Description of the task >>
Could you turn every line of the entries below into a numbered list, skipping blank lines and leaving out the pictures?

Provided information >>
## Start

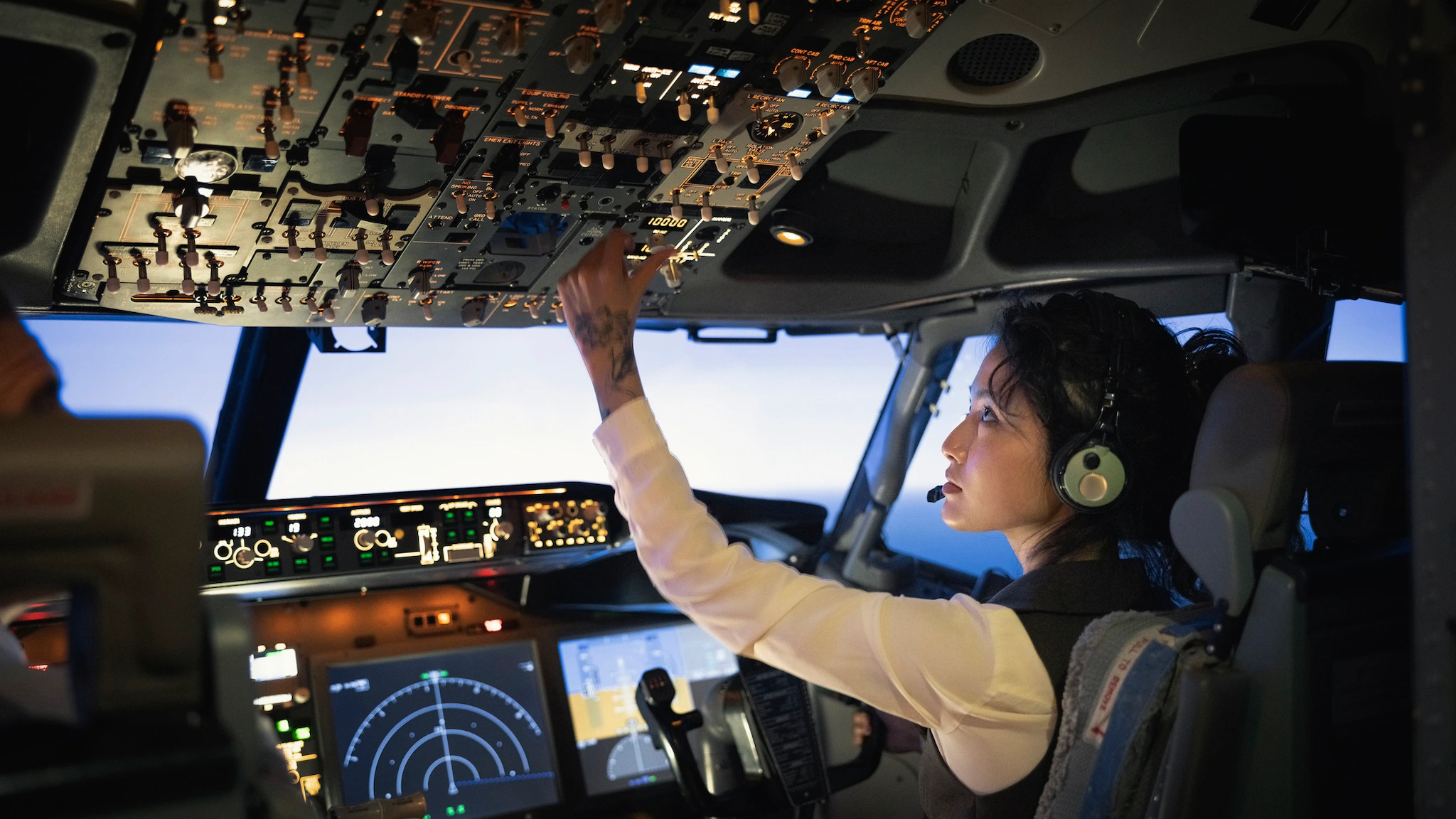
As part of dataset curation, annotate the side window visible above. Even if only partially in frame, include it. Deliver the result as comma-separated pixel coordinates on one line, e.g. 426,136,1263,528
1325,300,1405,361
268,326,896,520
25,319,242,447
884,314,1229,577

## End

Final result >>
1. As part of dataset curation, annotate the side window visible above. Even if only partially in frame, include it. Deliver the result as comma-separated pixel coordinates on one line, e.g. 426,136,1263,528
2. 1325,300,1405,361
3. 268,326,896,520
4. 25,319,242,447
5. 884,314,1229,577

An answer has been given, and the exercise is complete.